## TASK DIRECTIONS
Please reproduce all of the lines below, word for word and in full.

## PROVIDED RECORDS
---*---

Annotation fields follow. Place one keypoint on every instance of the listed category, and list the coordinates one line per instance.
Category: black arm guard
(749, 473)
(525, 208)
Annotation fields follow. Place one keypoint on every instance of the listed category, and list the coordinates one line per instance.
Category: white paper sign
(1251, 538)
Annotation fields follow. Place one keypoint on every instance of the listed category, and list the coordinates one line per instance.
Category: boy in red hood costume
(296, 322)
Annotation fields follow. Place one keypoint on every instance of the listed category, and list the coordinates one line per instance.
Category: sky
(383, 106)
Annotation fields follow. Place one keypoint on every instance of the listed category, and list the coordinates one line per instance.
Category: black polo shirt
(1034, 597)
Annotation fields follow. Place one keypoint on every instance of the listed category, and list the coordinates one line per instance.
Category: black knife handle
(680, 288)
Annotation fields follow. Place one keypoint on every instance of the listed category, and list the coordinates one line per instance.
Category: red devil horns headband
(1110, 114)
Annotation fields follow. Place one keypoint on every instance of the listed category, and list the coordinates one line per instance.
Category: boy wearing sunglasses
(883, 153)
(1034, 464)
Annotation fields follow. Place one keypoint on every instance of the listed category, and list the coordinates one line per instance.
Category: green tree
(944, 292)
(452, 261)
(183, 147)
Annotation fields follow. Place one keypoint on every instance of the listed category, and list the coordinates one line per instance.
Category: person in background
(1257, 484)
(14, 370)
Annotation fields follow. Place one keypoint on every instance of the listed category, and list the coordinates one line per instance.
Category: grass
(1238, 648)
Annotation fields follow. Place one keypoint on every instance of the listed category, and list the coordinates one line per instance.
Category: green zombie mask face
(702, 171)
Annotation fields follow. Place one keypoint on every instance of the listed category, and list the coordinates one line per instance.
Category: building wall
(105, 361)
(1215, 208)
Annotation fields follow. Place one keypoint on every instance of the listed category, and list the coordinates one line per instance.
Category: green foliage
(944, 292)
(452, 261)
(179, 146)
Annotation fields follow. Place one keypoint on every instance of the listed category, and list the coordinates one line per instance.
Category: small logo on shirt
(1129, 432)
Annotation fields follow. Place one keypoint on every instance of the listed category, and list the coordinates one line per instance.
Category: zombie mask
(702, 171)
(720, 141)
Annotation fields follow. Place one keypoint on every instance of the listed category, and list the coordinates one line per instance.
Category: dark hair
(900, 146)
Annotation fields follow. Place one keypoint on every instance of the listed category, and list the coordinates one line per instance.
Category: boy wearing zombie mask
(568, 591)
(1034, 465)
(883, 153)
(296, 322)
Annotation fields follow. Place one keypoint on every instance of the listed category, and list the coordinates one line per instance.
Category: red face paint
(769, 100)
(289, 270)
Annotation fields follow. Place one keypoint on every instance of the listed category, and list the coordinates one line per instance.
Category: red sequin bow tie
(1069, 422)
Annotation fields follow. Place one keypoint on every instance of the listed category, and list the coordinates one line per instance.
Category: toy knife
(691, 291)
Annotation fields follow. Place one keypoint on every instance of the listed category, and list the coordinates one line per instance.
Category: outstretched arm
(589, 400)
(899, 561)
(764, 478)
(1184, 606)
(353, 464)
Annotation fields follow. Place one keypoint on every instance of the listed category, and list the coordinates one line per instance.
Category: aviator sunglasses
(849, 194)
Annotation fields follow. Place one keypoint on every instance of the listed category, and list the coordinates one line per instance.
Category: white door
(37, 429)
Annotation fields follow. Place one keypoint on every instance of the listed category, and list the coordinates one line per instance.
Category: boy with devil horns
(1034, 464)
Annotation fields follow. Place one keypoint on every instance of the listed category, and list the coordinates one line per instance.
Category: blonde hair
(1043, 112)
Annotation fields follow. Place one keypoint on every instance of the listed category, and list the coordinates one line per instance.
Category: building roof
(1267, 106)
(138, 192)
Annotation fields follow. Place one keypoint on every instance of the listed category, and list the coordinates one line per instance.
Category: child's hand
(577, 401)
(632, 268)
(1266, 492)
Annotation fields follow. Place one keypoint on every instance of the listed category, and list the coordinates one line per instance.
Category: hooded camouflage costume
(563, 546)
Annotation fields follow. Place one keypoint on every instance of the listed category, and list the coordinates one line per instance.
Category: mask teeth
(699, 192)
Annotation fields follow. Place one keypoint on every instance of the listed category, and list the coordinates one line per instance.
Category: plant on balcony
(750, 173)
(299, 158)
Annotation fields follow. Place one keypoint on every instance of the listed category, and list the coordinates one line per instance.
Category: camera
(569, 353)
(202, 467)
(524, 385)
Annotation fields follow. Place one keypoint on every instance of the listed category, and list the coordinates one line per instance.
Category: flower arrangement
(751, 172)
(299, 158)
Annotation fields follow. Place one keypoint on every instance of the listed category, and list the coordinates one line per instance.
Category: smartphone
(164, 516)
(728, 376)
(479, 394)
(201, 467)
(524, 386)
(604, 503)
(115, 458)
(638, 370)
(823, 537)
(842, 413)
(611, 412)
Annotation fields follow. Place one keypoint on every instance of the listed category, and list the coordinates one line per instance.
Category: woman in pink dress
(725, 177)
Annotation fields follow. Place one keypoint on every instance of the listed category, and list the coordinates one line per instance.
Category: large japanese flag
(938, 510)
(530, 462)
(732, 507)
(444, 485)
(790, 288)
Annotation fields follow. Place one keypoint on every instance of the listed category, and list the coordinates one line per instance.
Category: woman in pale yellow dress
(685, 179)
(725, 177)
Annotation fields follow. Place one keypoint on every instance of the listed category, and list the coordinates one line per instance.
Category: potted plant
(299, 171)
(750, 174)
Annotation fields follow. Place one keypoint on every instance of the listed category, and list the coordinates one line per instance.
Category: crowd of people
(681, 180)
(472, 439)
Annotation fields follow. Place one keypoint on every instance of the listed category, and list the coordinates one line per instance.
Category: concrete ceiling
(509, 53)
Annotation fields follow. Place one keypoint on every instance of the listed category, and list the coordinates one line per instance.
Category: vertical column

---*---

## FINISHED EXERCISE
Annotation fields follow. Place one keypoint on every instance of the listed category, and list the coordinates one line per instance.
Category: black arm guard
(749, 473)
(525, 208)
Annotation fields follow. Place one keypoint on every instance of the listed category, and list the coordinates one line per instance.
Category: white paper sign
(1251, 538)
Annotation fields follow. Place one keypoint on every instance of the listed category, and list the coordinates one line per instance.
Category: boy in red hood costume
(296, 322)
Annotation fields follow. Place one keypoint on every instance of the listed category, and list the coordinates one line per instance.
Category: sky
(383, 106)
Annotation fields follow. Place one keypoint on every instance of the listed category, and list the coordinates one line per instance.
Category: black polo shirt
(1034, 597)
Annotation fields follow. Place one keypoint on every instance of the listed category, and list the coordinates one line per instance.
Category: black knife handle
(680, 288)
Annotation fields follow. Place one keypoint on every instance of the listed category, and list the coordinates one line per instance.
Category: red devil horns headband
(1110, 114)
Annotation fields follow. Place one keypoint on every instance of the listed category, and list the coordinates one line per instance.
Category: boy wearing sunglasses
(883, 153)
(1034, 464)
Annotation fields follow. Place one keypoint on every instance of the listed category, and list the coordinates one line per instance.
Category: green tree
(944, 292)
(452, 261)
(183, 147)
Annotation fields follow. Place one keypoint on every instance of the listed category, and list the coordinates one line per instance.
Category: person in background
(1257, 484)
(14, 370)
Annotation fields follow. Place one keypoint on every instance of the listed category, and list the coordinates one line per instance.
Category: grass
(1238, 648)
Annotation fields follow. Place one keypoint on every instance of the listed category, and list the coordinates one line per instance.
Category: green zombie mask face
(702, 171)
Annotation fields follow. Place one keypoint on every instance of the listed category, and list the coordinates one line per instance.
Category: building wall
(105, 361)
(1215, 208)
Annotation fields follow. Place one keypoint on every instance of the listed category, and list the coordinates one line per instance.
Category: green foliage
(944, 292)
(452, 261)
(179, 146)
Annotation fields follow. Place one keypoint on every instance of the listed category, and list the coordinates one line per instance.
Category: small logo on shirt
(1129, 432)
Annotation fields follow. Place one keypoint on every instance of the listed category, and list the coordinates one line per instance.
Category: zombie mask
(702, 171)
(720, 141)
Annotation fields follow. Place one keypoint on every instance of the listed category, and list the coordinates one line per instance.
Category: dark hair
(900, 146)
Annotation fields follow. Place one keypoint on every instance of the listed category, and list the coordinates one line per instance.
Category: boy wearing zombie mask
(568, 591)
(1034, 465)
(883, 153)
(296, 322)
Annotation fields follow. Place one keypoint on every instance of the listed category, and list the coordinates one line per instance.
Category: red face paint
(769, 100)
(289, 270)
Annotation fields follow. Place one keypoint on every instance of the listed category, and list the coordinates one line per instance.
Category: red sequin bow tie
(1069, 422)
Annotation fields follow. Place one keypoint on every instance of the listed category, and list the coordinates one line per instance.
Category: toy knife
(691, 291)
Annotation fields follow. Place one keypoint on every instance of the listed category, and list the coordinates one line per instance.
Category: outstretched arm
(589, 400)
(899, 561)
(764, 478)
(1184, 606)
(353, 464)
Annotation fields follow. Place one keypoint on every instance of the listed category, and list the coordinates one line per instance.
Category: aviator sunglasses
(849, 194)
Annotation fields follow. Place one keypoint on every instance of the listed category, and list the coordinates one line per instance.
Category: white door
(37, 429)
Annotation fields follow. Place one keypoint on every instance of the listed category, and list the coordinates one line per instance.
Category: boy with devil horns
(1034, 464)
Annotation fields follow. Place one keypoint on every instance of the listed category, and list the coordinates one line per instance.
Category: blonde hair
(1043, 112)
Annotation fields follow. Place one keypoint on every instance of the listed category, and list the coordinates one line per instance.
Category: building roof
(1267, 106)
(138, 192)
Annotation fields follow. Place one keypoint on every instance of the listed category, and list the coordinates one line per instance.
Category: child's hand
(577, 401)
(632, 268)
(1266, 492)
Annotation fields follow. Place one keypoint on every instance of the listed category, and list the coordinates one line per instance.
Category: hooded camouflage costume
(563, 546)
Annotation fields follow. Place one keypoint on every instance of the listed category, and list the coordinates one line per instance.
Category: mask teeth
(699, 192)
Annotation fields follow. Place one keypoint on every instance of the listed category, and list the coordinates one line per instance.
Category: plant on balcony
(750, 173)
(299, 158)
Annotation fields follow. Place one keypoint on every instance of the listed category, and list the coordinates one line per instance.
Category: camera
(569, 353)
(202, 467)
(524, 385)
Annotation fields follow. Place one keypoint on every instance of the listed category, and list the coordinates one line per instance.
Category: flower arrangement
(751, 172)
(299, 158)
Annotation fields follow. Place one keypoint on every instance of the listed category, and list the coordinates one line per instance.
Category: smartphone
(164, 516)
(728, 376)
(479, 394)
(201, 467)
(524, 386)
(604, 503)
(115, 458)
(638, 370)
(823, 537)
(842, 413)
(611, 412)
Annotation fields follow. Place one keypoint on every instance of the listed category, and list the coordinates one line per instance.
Category: woman in pink dress
(725, 177)
Annotation fields follow. Place one keypoint on every instance of the listed category, and list the coordinates one line per instance.
Category: large japanese flag
(938, 510)
(530, 462)
(732, 507)
(444, 485)
(790, 288)
Annotation fields follow. Place one keypoint on every instance of the listed category, and list the coordinates one line per instance.
Category: woman in pale yellow dress
(685, 179)
(725, 177)
Annotation fields follow. Place one keypoint on every instance of the listed category, and list the coordinates one line per instance.
Category: potted plant
(299, 171)
(750, 174)
Annotation fields follow. Place one keypoint on every instance of the listed category, and list the coordinates one line per instance.
Category: crowd of people
(681, 180)
(472, 439)
Annotation fields follow. Place one keypoint on every instance of the listed category, and list the coordinates one line per instance.
Category: concrete ceiling
(509, 53)
Annotation fields follow. Place one keypoint on every instance of the listed category, and list the coordinates one line per instance.
Category: vertical column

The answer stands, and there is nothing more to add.